Exactly as they stand, the data below are to be printed again.

Segment Open

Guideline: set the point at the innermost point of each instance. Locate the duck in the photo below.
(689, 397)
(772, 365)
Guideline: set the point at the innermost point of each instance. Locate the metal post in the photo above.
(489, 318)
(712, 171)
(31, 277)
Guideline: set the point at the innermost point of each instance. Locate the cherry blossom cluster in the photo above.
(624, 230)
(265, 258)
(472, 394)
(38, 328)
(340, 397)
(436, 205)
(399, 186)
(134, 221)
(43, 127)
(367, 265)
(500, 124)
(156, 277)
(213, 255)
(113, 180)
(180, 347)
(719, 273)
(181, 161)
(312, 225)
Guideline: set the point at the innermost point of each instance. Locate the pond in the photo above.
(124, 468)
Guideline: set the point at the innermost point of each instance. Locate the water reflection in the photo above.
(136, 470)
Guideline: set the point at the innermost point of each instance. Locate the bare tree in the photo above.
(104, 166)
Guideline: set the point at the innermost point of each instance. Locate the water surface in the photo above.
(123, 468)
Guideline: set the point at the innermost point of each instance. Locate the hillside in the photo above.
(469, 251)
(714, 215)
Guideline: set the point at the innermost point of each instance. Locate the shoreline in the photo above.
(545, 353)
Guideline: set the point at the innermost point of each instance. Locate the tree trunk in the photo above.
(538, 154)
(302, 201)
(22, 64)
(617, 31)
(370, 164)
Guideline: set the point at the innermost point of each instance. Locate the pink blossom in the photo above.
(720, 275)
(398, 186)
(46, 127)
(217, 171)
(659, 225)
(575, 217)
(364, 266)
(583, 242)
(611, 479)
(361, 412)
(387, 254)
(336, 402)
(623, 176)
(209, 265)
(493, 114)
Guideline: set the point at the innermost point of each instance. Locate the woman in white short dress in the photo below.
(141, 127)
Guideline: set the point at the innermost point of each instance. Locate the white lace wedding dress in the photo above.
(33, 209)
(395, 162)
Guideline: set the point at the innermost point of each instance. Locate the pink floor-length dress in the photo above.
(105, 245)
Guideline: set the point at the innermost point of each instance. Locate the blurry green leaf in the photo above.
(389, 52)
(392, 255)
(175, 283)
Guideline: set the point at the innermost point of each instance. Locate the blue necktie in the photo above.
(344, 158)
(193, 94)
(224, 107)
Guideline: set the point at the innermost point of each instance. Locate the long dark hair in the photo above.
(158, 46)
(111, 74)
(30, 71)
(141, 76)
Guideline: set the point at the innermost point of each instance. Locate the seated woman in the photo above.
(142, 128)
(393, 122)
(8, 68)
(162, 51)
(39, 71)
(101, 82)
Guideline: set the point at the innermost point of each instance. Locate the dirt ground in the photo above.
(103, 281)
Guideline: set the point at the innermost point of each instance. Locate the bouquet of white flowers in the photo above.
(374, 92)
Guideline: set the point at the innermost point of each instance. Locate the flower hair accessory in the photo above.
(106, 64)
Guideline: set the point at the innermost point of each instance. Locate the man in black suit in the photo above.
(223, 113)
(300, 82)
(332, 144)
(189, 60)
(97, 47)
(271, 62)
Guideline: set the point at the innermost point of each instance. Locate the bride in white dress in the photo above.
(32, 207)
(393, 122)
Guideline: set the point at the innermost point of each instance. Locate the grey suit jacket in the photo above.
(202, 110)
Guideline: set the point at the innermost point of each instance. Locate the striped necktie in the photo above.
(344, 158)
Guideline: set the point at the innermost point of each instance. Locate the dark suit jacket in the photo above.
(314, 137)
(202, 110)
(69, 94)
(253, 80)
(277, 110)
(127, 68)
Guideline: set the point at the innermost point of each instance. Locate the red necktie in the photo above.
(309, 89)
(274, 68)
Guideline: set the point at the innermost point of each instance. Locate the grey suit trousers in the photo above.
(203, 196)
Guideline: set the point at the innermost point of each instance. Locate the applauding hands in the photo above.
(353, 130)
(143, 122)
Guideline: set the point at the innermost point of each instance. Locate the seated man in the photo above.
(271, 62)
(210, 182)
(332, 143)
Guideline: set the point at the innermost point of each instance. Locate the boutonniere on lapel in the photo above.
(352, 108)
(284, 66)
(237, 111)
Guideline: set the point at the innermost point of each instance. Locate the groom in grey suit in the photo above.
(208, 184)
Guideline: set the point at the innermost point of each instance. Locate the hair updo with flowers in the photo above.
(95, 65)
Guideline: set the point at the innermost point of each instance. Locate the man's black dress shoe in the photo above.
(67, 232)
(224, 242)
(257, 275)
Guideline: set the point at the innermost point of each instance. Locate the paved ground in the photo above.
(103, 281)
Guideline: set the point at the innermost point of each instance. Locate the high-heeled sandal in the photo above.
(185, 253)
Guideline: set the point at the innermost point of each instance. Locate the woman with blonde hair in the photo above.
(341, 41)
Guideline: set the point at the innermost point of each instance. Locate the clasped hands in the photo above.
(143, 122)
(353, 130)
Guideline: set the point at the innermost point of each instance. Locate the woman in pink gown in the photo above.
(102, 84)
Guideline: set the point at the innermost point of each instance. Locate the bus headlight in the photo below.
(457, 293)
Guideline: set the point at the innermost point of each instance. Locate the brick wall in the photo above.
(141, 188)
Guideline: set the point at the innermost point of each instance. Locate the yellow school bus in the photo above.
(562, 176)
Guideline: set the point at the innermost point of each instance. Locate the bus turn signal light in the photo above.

Segment Closed

_Answer box_
Guideline: set the point at the innermost point of each instance. Locate the duck in the photo below.
(689, 397)
(772, 365)
Guideline: set the point at the innermost point of each instance. Locate the metal post in the photo above.
(489, 318)
(712, 171)
(31, 277)
Guideline: set the point at the innermost point of each instance. Locate the cherry blossom cluster in the photo above.
(624, 230)
(265, 258)
(472, 394)
(38, 328)
(340, 397)
(436, 205)
(399, 186)
(134, 221)
(43, 127)
(367, 265)
(500, 124)
(156, 277)
(213, 255)
(113, 180)
(180, 347)
(719, 273)
(181, 161)
(312, 225)
Guideline: set the point at the innermost point of each instance. Locate the pond in the photo above.
(124, 468)
Guideline: set the point at the innermost point of each instance. Locate the water reflection in the photo above.
(136, 470)
Guideline: set the point at the innermost point of each instance. Locate the bare tree in the photo above.
(104, 166)
Guideline: set the point at the innermost point of each instance. Locate the water surface in the photo above.
(123, 468)
Guideline: set the point at the innermost point of each instance. Locate the hillside in the photo above.
(469, 251)
(714, 215)
Guideline: set the point at the innermost point of each instance. Locate the shoreline in the photo above.
(545, 353)
Guideline: set the point at the innermost point of each instance. Locate the tree trunk in the photo above.
(538, 154)
(302, 201)
(22, 64)
(617, 31)
(370, 164)
Guideline: set the point at the innermost point of each instance. Locate the pink blossom in the photo above.
(720, 275)
(398, 186)
(46, 127)
(217, 171)
(659, 225)
(575, 217)
(364, 266)
(583, 242)
(611, 479)
(361, 412)
(387, 254)
(336, 402)
(623, 176)
(209, 265)
(493, 114)
Guideline: set the point at the innermost point of each instance. Locate the woman in white short dress in the photo below.
(141, 127)
Guideline: set the point at the innermost point of each instance. Locate the white lace wedding dress in the photo above.
(33, 209)
(395, 162)
Guideline: set the point at the innermost point of each instance. Locate the pink floor-length dress in the photo above.
(105, 245)
Guideline: set the point at the innermost point of each instance. Locate the blurry green leaf in the photo above.
(389, 52)
(392, 255)
(175, 283)
Guideline: set the point at the innermost point of each instance. Locate the blue necktie in the photo above.
(344, 158)
(193, 94)
(224, 107)
Guideline: set the point at the innermost point of each instance. Locate the long dark hair in the photo above.
(158, 46)
(111, 74)
(30, 71)
(141, 76)
Guideline: set the point at the innermost point of each instance. Locate the seated woman in the photo above.
(142, 128)
(393, 122)
(8, 68)
(162, 51)
(39, 71)
(101, 82)
Guideline: set the point at the innermost point of each instance. Locate the dirt ground in the photo above.
(103, 281)
Guideline: set the point at the innermost point of each instance. Locate the bouquet of white flowers in the photo above.
(374, 92)
Guideline: set the point at the innermost point of each instance. Locate the flower hair accessory in the photo above.
(106, 64)
Guideline: set the point at the innermost point of each instance. Locate the man in black suit in the photo above.
(223, 113)
(300, 82)
(332, 144)
(189, 60)
(97, 47)
(271, 62)
Guideline: set the point at the innermost point of each instance. Locate the bride in white dress in the photo above.
(32, 207)
(393, 122)
Guideline: set the point at the innermost point of each instance. Locate the grey suit jacket in the photo above.
(202, 110)
Guideline: set the point at the innermost point of each instance. Locate the striped necktie in the photo above.
(344, 158)
Guideline: set the point at the innermost point of each instance. Locate the dark suit jacket in the photo above.
(314, 137)
(202, 110)
(69, 94)
(253, 80)
(277, 110)
(127, 68)
Guideline: set the point at the innermost point of each instance. Locate the red necktie in the photo above.
(309, 89)
(274, 68)
Guideline: set the point at the innermost point of each instance. Locate the grey suit trousers in the photo above.
(203, 196)
Guideline: set the point at the innermost point of each instance. Locate the applauding hands in the photo above.
(353, 130)
(143, 122)
Guideline: set the point at the innermost point of each instance. Locate the seated man in the photo above.
(271, 62)
(210, 182)
(332, 143)
Guideline: set the point at the innermost point of each instance. Locate the boutonniere on lapel in the photo above.
(352, 108)
(284, 66)
(237, 111)
Guideline: set the point at the innermost point of each instance. Locate the groom in grey suit in the photo above.
(208, 184)
Guideline: set the point at the innermost point of each instance. Locate the hair updo with flowers in the photo above.
(95, 65)
Guideline: set the point at the innermost point of each instance. Locate the man's black dress shoe in the photo above.
(67, 232)
(224, 242)
(257, 275)
Guideline: set the point at the innermost point of each instance. Locate the paved ground in the photo above.
(103, 281)
Guideline: set the point at the innermost point of each instance. Locate the high-heeled sandal in the photo above.
(185, 253)
Guideline: set the point at the innermost point of each instance. Locate the woman with blonde hair in the photo above.
(341, 41)
Guideline: set the point at the innermost point of each instance. Locate the clasped hands in the photo above.
(143, 122)
(353, 130)
Guideline: set the point at the innermost point of each instance. Locate the woman in pink gown in the photo above.
(102, 84)
Guideline: set the point at the innermost point of each instance. Locate the bus headlight in the photo below.
(457, 293)
Guideline: set the point at the innermost point of each instance. Locate the brick wall in the photo above.
(141, 188)
Guideline: set the point at the innermost point of each instance. Locate the yellow school bus in the photo above.
(562, 176)
Guideline: set the point at the innermost point of each instance. Locate the bus turn signal light in the photo above.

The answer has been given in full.